* Was gebraucht wird: Zähle, in wie vielen Zeilen der folgenden Einträge das Wort „clicks“ vorkommt, wobei Groß- und Kleinschreibung zu beachten ist. Gib nur die Zahl an.

◇ ◇ ◇ ◇ ◇

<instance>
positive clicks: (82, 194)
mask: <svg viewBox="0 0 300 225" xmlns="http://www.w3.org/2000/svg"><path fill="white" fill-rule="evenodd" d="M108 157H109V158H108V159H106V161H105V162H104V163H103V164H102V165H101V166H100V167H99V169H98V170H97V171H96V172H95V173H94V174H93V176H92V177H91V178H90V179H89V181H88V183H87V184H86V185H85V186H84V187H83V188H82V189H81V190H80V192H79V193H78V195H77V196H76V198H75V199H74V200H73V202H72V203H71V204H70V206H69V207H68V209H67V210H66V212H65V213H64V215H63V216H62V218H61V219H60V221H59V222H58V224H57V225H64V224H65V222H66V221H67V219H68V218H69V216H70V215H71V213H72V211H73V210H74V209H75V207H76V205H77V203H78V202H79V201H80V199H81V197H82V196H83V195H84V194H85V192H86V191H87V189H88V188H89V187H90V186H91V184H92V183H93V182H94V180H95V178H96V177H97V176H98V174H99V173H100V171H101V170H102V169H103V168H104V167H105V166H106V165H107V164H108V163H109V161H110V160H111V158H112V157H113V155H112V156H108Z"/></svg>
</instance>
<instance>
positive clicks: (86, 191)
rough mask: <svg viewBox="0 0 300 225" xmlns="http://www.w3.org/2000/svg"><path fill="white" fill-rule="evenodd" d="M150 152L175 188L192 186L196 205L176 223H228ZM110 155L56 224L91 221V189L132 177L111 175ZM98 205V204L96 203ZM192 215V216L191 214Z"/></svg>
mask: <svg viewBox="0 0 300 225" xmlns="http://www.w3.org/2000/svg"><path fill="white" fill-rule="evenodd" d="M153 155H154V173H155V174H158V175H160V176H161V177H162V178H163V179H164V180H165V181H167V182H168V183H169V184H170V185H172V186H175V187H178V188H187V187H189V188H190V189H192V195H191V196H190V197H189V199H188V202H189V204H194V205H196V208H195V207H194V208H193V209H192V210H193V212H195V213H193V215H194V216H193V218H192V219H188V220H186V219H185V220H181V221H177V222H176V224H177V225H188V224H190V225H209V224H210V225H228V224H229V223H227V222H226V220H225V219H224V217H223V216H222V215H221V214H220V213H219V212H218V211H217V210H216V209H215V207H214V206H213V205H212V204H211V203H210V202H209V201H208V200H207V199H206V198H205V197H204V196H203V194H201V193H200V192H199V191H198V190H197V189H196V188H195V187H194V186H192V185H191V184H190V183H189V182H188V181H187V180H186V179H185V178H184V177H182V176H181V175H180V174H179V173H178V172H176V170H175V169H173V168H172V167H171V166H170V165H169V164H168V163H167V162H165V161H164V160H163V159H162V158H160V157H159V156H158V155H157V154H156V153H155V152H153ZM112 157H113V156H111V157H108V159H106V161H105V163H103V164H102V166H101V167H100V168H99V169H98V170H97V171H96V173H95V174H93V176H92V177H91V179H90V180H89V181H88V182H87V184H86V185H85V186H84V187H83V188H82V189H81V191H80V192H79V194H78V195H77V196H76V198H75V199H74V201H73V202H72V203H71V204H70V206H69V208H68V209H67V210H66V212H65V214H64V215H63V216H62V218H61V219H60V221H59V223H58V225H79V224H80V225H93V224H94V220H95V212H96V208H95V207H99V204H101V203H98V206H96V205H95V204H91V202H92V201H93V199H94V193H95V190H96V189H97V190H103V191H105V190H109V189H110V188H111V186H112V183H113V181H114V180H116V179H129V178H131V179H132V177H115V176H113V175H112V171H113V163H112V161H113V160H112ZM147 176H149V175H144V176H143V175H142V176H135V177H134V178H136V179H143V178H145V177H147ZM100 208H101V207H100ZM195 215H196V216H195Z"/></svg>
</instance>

◇ ◇ ◇ ◇ ◇

* Ausgabe: 2